§ Task statement: Copy out every line of the records below word for word, leaving out the pictures.

§ Material for this exercise:
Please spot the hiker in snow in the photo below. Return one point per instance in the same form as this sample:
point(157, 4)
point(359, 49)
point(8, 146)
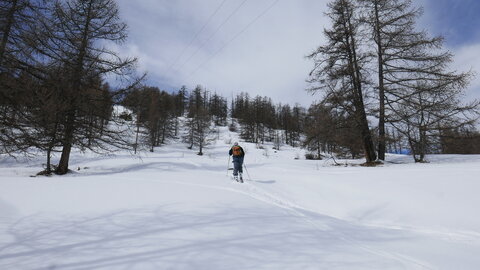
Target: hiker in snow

§ Correct result:
Please spot the hiker in snow in the photo below. Return one point per instance in the same form as this sample:
point(157, 4)
point(359, 49)
point(8, 146)
Target: hiker in snow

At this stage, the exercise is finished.